▶ Stored data:

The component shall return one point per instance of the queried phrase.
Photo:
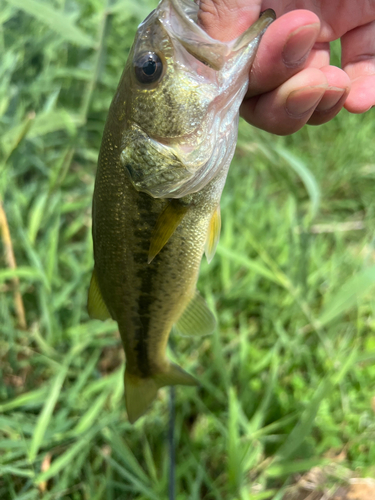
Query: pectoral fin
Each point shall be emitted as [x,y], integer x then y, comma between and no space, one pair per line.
[213,235]
[197,319]
[167,223]
[95,304]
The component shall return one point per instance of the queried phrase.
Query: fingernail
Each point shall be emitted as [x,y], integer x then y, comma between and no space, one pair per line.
[301,101]
[299,44]
[330,98]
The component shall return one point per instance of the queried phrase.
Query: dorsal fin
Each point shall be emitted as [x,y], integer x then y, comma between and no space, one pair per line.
[197,319]
[166,225]
[213,234]
[95,304]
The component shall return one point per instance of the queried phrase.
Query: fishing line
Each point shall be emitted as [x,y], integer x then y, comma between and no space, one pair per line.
[172,445]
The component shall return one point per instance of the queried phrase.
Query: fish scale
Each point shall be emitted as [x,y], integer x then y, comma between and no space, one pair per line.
[166,149]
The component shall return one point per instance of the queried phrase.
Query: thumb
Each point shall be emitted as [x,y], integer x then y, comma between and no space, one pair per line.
[225,20]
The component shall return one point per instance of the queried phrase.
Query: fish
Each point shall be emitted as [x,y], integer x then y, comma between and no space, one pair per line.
[167,145]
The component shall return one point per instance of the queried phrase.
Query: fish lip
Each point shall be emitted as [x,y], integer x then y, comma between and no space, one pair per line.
[179,19]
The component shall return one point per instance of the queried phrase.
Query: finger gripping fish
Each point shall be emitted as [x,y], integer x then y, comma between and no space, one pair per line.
[167,145]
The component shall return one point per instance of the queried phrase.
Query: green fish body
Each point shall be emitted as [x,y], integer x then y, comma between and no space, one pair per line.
[167,145]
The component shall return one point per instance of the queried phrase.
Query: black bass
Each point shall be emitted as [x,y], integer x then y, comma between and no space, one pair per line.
[167,145]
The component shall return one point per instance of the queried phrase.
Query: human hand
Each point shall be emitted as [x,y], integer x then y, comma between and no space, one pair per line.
[291,81]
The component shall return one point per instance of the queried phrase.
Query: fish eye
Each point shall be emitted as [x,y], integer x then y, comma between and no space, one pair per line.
[148,68]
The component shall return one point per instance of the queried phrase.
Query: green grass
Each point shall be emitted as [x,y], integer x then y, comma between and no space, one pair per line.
[288,378]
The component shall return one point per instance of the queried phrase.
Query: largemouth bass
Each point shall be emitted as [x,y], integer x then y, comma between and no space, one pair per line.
[167,145]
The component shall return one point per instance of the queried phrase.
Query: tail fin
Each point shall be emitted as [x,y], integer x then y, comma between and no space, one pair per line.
[141,392]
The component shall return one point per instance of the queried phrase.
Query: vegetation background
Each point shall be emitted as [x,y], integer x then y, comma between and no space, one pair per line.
[288,378]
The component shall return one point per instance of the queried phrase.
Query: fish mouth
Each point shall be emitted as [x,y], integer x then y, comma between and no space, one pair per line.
[180,20]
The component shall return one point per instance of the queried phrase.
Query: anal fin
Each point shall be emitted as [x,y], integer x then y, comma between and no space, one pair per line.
[213,234]
[167,223]
[95,304]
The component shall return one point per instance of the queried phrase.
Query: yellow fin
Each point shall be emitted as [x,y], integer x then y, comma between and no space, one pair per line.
[213,235]
[95,304]
[141,392]
[166,225]
[197,319]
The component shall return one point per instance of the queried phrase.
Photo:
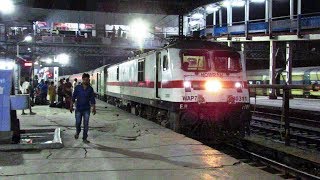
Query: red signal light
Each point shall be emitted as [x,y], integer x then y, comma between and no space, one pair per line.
[28,64]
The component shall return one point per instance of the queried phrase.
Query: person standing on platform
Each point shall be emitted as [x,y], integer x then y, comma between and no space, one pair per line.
[84,97]
[68,93]
[26,89]
[52,93]
[60,93]
[44,93]
[119,32]
[74,84]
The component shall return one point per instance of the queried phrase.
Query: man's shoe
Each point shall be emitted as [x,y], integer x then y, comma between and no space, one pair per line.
[86,141]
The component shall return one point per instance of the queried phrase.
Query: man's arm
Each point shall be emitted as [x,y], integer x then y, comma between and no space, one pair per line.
[73,99]
[93,102]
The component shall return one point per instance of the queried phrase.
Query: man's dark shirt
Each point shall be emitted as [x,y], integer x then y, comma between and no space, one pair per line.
[84,97]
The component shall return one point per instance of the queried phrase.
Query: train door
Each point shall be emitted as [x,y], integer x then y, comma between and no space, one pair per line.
[97,82]
[158,74]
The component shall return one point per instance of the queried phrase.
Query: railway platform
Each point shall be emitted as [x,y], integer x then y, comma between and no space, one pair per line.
[123,146]
[295,103]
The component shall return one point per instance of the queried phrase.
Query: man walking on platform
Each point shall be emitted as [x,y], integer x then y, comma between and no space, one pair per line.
[84,97]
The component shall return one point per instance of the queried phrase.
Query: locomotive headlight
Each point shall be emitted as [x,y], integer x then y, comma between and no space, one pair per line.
[237,85]
[187,84]
[213,86]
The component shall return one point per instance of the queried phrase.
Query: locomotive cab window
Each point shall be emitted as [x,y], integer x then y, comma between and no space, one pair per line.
[117,73]
[165,63]
[193,60]
[141,70]
[225,61]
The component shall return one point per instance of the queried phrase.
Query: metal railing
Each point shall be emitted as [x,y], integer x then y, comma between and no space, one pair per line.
[285,101]
[276,24]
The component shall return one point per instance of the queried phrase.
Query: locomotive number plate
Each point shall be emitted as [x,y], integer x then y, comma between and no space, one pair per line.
[241,98]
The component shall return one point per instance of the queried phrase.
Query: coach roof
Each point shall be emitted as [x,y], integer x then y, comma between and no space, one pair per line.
[198,44]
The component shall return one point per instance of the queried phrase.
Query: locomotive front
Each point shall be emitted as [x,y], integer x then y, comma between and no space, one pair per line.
[215,96]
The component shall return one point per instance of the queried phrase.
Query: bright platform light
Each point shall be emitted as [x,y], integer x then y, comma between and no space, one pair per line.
[187,84]
[7,65]
[213,86]
[258,1]
[233,3]
[28,39]
[48,60]
[237,85]
[139,30]
[212,8]
[6,7]
[63,58]
[197,16]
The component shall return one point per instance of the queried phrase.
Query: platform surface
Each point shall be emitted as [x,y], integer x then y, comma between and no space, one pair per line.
[295,103]
[123,146]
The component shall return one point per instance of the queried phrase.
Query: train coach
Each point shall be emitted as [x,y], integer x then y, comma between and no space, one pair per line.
[300,76]
[188,86]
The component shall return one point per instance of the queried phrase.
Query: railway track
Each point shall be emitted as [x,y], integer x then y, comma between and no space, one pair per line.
[303,131]
[269,160]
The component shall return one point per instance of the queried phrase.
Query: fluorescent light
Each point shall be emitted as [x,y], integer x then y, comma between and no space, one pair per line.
[48,60]
[28,38]
[226,3]
[238,3]
[258,1]
[139,30]
[233,3]
[63,58]
[212,8]
[7,6]
[7,65]
[197,16]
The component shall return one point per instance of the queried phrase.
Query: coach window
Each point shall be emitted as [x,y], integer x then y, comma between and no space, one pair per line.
[141,70]
[117,73]
[165,63]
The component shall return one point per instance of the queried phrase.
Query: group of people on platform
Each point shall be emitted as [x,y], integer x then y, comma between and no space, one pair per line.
[39,91]
[80,93]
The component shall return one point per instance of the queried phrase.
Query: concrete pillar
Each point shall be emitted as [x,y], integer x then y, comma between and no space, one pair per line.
[100,30]
[56,75]
[289,55]
[299,7]
[230,43]
[246,11]
[272,68]
[220,17]
[268,10]
[244,74]
[214,18]
[229,15]
[291,9]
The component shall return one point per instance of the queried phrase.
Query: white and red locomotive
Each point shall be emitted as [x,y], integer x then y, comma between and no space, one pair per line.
[190,85]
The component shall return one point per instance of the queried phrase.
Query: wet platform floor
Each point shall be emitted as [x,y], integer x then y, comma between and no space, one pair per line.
[123,146]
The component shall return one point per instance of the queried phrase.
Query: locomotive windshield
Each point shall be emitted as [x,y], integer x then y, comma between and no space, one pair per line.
[226,61]
[194,60]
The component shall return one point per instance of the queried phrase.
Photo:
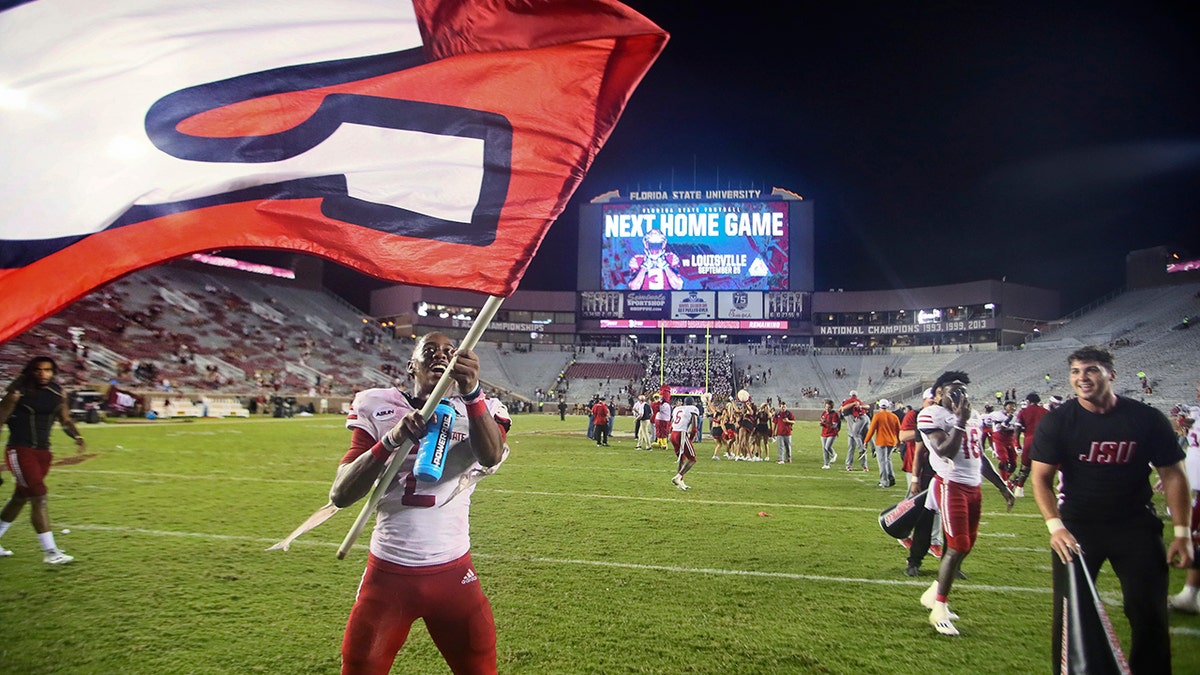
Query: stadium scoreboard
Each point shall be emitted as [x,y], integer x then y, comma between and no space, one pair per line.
[739,257]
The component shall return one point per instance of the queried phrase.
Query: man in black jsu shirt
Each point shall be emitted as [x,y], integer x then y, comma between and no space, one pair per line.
[31,405]
[1104,446]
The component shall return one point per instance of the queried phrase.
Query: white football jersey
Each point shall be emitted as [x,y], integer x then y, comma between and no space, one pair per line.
[664,412]
[414,523]
[966,466]
[1193,451]
[684,418]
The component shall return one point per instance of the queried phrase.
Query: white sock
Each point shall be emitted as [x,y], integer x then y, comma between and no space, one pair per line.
[47,541]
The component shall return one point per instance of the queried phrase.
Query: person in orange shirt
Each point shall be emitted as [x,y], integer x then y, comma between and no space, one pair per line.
[885,428]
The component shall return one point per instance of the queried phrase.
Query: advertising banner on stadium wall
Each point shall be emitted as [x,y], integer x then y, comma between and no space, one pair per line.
[600,304]
[647,304]
[910,328]
[719,324]
[739,304]
[785,305]
[694,305]
[694,246]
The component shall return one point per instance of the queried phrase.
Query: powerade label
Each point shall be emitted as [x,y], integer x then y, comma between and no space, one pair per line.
[439,449]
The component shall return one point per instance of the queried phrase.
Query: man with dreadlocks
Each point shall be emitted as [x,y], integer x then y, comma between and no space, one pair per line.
[31,405]
[953,436]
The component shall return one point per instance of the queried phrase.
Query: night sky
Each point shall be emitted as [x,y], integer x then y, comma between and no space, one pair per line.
[939,142]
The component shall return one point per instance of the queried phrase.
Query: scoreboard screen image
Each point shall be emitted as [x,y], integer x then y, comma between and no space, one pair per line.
[695,246]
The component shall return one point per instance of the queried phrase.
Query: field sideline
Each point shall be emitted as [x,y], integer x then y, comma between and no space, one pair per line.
[592,560]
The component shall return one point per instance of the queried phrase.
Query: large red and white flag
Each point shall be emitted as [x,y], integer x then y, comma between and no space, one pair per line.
[424,142]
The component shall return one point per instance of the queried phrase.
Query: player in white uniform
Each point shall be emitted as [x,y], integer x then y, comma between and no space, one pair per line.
[663,423]
[684,428]
[953,436]
[419,563]
[1188,599]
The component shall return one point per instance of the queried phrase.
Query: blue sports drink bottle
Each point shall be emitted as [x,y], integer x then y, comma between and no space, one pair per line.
[431,457]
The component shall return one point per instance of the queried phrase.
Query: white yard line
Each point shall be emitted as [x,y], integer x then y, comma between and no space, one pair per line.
[670,568]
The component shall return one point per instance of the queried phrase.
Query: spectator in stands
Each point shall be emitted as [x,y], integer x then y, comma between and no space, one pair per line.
[885,429]
[637,410]
[30,407]
[784,422]
[853,414]
[600,422]
[831,424]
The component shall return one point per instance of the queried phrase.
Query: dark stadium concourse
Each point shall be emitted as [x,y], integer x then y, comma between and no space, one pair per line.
[983,315]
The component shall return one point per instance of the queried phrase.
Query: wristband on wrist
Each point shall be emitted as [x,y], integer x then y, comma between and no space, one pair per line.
[381,451]
[477,408]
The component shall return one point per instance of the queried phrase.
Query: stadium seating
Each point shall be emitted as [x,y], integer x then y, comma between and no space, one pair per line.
[231,338]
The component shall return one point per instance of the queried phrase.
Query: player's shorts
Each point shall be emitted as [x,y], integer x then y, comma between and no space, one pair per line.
[1195,530]
[661,428]
[960,507]
[683,446]
[29,467]
[1006,454]
[447,596]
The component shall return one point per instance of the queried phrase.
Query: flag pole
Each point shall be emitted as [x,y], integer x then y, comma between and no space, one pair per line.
[468,342]
[663,353]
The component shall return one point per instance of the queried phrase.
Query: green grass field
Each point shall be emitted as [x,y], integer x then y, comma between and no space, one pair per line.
[592,560]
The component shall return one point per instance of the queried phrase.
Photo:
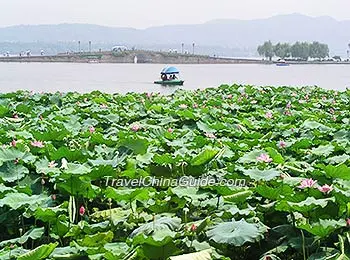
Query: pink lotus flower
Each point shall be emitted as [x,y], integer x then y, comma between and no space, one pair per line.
[282,144]
[135,128]
[307,183]
[348,221]
[38,144]
[287,113]
[193,228]
[210,135]
[52,164]
[269,115]
[13,143]
[325,188]
[264,158]
[82,211]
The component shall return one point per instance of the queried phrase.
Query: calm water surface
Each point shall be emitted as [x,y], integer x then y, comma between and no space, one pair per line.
[122,78]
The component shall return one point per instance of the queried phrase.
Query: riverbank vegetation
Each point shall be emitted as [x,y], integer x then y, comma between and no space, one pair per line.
[298,50]
[290,146]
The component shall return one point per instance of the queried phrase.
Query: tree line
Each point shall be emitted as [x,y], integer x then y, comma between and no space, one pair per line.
[299,50]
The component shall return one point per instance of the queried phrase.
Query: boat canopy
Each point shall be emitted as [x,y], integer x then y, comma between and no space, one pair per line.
[170,70]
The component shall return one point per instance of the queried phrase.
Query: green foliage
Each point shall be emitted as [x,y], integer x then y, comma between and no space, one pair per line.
[65,189]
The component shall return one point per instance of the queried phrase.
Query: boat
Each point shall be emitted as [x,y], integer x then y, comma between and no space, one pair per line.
[282,63]
[169,77]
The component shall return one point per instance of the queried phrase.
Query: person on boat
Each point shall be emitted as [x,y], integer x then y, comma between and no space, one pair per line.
[164,77]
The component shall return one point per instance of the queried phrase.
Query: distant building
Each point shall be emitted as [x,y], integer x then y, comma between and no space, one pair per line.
[119,48]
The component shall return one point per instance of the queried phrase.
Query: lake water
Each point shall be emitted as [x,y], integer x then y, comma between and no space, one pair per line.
[122,78]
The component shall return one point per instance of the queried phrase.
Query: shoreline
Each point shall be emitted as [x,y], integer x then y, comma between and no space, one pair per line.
[150,57]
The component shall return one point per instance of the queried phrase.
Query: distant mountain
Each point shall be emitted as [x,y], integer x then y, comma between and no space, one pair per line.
[225,37]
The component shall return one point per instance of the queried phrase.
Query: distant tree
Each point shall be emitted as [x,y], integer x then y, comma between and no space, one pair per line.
[266,50]
[282,50]
[300,50]
[337,58]
[319,50]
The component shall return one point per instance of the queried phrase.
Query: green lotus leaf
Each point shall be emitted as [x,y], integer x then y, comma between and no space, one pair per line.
[262,175]
[10,172]
[304,206]
[41,252]
[323,150]
[98,239]
[237,233]
[204,157]
[202,255]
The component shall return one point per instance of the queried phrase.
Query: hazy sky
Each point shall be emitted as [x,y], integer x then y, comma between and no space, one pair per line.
[145,13]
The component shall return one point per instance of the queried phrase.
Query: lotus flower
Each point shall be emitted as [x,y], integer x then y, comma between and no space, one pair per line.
[348,221]
[82,211]
[282,144]
[210,135]
[268,115]
[13,143]
[38,144]
[307,183]
[64,164]
[264,158]
[135,128]
[193,228]
[325,188]
[52,164]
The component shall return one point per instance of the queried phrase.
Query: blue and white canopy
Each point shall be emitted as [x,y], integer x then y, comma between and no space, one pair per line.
[170,70]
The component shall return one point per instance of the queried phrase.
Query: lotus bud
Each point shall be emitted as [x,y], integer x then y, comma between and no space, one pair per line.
[82,211]
[64,164]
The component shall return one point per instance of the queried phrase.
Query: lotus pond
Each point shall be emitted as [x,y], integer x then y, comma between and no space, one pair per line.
[290,146]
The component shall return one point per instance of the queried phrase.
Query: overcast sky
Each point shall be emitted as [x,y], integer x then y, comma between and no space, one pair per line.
[146,13]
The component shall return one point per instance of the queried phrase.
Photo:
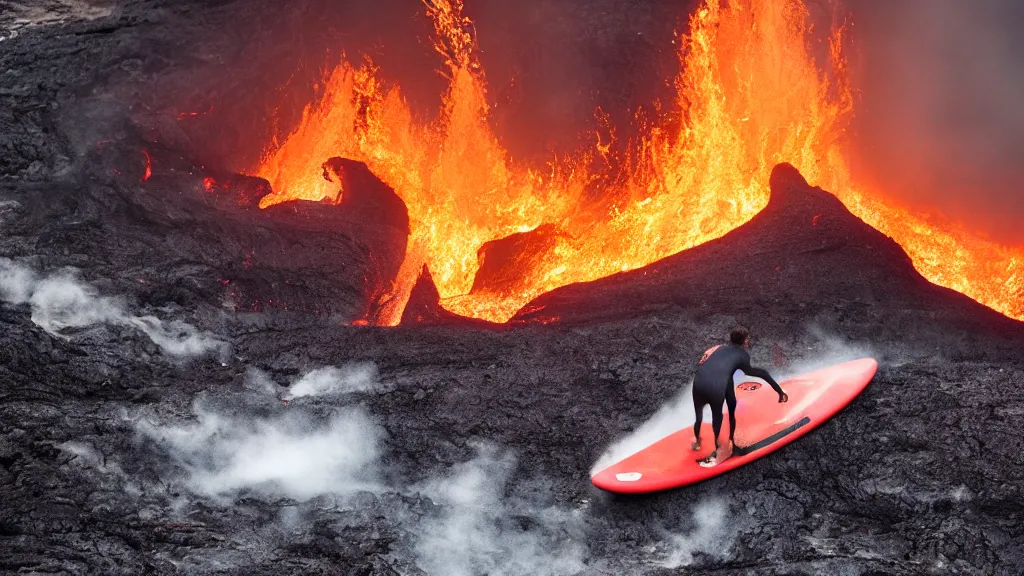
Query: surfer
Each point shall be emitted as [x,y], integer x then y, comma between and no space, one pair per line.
[713,384]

▶ Required work:
Extract every line in the data above that contains the string "flag". Matching is case-sensitive.

▶ Task answer:
Query: large red and white flag
Query: flag pole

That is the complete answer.